■ Work instruction
Write out again, exactly, the lines below starting at the one with "Q: Point to every instance of the orange" and ending at the one with "Q: Point to every instance of the tree".

══ Entries provided

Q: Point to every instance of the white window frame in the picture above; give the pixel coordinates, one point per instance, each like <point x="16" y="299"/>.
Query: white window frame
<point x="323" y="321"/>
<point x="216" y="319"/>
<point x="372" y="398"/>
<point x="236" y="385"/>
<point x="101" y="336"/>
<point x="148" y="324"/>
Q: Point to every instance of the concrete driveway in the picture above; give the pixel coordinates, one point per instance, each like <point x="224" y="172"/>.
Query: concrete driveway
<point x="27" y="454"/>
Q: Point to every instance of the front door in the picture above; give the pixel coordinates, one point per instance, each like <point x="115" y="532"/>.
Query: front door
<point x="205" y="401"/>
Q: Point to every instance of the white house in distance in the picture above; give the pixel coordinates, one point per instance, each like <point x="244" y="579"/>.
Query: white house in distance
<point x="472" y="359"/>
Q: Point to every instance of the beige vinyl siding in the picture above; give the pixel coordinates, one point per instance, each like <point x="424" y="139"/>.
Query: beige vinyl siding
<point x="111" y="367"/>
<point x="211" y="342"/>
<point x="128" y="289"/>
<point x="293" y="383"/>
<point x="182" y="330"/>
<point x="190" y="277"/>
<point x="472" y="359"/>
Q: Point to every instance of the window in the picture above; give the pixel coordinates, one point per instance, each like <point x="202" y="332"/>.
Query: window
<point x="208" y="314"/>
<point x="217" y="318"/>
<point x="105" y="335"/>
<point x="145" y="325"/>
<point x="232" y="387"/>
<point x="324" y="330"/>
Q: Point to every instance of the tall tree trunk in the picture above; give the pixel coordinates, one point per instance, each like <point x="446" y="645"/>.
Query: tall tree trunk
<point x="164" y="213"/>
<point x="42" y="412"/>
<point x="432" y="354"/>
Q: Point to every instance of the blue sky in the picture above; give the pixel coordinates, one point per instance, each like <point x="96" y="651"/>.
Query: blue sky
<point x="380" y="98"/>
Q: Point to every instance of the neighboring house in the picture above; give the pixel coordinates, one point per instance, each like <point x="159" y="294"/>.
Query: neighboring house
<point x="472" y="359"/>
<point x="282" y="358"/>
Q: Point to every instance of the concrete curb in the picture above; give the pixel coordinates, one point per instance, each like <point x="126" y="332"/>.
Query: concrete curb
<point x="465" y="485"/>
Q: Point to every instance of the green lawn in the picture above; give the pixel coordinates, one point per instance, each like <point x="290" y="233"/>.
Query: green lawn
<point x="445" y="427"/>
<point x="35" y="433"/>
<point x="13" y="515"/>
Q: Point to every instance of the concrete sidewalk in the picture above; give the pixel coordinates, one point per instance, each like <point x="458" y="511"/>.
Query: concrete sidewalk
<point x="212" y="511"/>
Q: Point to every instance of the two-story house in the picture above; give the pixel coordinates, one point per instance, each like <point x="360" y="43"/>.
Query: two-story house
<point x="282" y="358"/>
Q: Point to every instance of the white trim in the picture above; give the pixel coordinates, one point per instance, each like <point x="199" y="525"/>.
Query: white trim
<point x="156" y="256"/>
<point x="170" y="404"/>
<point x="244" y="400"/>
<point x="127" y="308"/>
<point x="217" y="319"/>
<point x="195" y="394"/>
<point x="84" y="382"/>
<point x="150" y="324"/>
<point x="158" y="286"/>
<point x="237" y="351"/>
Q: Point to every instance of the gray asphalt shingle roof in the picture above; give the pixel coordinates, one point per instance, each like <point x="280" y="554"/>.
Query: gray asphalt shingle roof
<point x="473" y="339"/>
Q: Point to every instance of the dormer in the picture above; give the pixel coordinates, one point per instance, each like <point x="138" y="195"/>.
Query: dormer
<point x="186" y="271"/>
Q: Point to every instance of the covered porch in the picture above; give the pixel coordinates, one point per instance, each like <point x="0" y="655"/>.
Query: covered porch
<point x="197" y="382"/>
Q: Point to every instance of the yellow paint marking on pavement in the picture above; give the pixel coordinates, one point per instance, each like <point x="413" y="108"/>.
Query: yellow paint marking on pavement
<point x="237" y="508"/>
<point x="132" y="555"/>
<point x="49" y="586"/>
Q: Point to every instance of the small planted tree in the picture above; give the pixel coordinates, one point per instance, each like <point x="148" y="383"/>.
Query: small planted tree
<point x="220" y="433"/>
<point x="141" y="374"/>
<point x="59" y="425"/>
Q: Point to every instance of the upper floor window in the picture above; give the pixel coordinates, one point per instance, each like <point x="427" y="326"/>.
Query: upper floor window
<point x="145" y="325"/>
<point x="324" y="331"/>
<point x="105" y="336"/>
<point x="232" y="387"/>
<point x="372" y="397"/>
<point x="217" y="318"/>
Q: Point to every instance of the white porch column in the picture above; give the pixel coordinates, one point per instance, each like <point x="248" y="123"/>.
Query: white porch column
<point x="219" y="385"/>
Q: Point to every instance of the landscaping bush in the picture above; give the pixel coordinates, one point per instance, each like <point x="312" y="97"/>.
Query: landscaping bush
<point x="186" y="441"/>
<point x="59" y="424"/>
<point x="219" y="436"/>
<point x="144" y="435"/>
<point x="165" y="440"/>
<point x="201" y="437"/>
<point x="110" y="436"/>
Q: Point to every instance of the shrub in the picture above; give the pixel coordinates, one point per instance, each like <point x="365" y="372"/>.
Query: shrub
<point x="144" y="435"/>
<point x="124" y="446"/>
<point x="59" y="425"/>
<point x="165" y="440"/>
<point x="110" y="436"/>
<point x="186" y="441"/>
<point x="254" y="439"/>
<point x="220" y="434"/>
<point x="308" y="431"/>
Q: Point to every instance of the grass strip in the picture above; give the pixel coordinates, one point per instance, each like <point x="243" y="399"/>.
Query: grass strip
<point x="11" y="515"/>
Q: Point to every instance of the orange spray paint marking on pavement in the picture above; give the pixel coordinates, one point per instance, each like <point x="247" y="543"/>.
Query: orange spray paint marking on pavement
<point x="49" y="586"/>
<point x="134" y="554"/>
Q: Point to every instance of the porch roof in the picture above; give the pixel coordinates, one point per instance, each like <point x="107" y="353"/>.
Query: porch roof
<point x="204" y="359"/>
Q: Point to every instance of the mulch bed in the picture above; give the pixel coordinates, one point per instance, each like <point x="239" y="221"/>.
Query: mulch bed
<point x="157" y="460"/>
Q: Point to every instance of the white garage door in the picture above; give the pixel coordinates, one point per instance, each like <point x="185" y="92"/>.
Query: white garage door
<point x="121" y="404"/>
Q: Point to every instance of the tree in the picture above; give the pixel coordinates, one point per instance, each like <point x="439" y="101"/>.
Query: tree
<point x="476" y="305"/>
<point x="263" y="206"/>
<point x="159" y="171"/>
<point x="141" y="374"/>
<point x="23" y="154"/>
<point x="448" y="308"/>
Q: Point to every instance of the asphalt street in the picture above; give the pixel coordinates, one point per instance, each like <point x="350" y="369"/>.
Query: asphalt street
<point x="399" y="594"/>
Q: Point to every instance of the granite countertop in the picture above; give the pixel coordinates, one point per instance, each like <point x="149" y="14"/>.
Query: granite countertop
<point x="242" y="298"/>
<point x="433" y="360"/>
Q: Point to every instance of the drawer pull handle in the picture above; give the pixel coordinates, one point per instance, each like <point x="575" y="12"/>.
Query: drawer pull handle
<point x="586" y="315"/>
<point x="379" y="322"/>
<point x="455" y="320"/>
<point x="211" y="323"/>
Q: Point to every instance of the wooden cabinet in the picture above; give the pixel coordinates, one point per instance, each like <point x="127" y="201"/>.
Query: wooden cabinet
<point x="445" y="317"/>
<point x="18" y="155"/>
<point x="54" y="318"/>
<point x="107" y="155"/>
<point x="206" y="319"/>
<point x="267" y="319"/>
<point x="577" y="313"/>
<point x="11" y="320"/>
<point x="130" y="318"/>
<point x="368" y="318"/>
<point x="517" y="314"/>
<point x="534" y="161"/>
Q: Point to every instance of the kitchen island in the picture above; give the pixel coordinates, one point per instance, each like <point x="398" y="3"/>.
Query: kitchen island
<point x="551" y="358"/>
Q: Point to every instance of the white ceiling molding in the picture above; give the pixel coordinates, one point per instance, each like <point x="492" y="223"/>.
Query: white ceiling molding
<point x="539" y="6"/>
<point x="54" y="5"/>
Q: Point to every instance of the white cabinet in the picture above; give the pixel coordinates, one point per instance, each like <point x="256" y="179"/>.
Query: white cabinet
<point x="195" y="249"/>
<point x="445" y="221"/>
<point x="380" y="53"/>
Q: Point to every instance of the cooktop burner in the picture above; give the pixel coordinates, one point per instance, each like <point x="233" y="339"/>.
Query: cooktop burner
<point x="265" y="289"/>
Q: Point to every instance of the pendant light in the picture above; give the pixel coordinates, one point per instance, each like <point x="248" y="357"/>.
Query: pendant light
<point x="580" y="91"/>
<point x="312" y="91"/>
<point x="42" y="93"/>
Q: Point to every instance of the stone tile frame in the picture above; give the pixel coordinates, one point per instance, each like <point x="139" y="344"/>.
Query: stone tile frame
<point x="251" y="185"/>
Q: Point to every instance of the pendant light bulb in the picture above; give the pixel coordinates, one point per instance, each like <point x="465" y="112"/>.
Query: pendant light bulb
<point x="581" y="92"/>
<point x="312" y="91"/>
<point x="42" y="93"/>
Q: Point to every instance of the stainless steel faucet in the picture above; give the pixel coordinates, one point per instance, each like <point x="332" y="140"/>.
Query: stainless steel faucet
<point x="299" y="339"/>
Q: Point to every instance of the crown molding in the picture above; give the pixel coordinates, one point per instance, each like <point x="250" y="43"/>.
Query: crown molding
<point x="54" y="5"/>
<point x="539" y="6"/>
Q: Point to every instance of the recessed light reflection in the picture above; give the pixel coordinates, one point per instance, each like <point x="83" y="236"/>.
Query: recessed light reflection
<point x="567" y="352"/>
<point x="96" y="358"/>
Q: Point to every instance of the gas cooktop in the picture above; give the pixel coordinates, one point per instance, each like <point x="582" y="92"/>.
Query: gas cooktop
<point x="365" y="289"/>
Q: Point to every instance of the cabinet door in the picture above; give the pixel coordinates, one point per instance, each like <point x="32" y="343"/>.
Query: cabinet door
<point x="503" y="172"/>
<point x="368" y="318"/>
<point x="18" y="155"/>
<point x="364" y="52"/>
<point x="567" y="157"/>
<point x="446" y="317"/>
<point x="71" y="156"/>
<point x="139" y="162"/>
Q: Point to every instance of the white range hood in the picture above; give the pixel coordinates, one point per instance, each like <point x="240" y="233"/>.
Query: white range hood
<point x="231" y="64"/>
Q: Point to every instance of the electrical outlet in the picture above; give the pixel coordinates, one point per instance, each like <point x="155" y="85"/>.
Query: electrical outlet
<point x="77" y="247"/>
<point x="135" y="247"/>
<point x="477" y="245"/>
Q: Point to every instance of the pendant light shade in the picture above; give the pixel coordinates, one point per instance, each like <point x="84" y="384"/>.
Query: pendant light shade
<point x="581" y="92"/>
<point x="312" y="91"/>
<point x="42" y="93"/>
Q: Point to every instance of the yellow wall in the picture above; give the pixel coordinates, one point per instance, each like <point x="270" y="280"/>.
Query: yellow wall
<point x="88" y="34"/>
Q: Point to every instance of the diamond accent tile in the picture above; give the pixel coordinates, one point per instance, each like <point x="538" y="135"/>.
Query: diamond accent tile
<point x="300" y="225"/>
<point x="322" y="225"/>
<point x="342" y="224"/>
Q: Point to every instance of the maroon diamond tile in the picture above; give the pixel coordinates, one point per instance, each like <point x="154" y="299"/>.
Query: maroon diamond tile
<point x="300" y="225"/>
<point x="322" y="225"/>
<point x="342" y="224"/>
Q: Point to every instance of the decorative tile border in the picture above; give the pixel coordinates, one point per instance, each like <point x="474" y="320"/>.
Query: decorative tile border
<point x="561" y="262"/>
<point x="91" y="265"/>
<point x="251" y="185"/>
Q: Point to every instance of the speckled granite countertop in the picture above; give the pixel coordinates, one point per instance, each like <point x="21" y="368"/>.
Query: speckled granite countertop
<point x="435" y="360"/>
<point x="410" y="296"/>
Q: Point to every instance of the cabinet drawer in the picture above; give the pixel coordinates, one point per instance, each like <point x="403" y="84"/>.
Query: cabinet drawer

════

■ Your solution
Q: Point to every instance of the orange spray paint marking on pavement in the picture above; give the pixel coordinates, one point per instance, each like <point x="247" y="543"/>.
Query: orange spray paint marking on pavement
<point x="49" y="586"/>
<point x="134" y="554"/>
Q: Point to every instance of the porch roof in the picture above; give the pixel coordinates, one point per instance, each like <point x="107" y="353"/>.
Query: porch roof
<point x="204" y="359"/>
Q: Point to every instance of the mulch bed in the picture above; give the pixel coordinates, one point per instance, each like <point x="239" y="221"/>.
Query: mulch bed
<point x="157" y="460"/>
Q: Point to every instance of the white garage door in the picture above; give the pixel coordinates, one point per instance, each like <point x="185" y="92"/>.
Query: white garage door
<point x="121" y="404"/>
Q: Point to every instance of the tree in the picture above; give the pixel coordinates, one point per instance, each like <point x="439" y="101"/>.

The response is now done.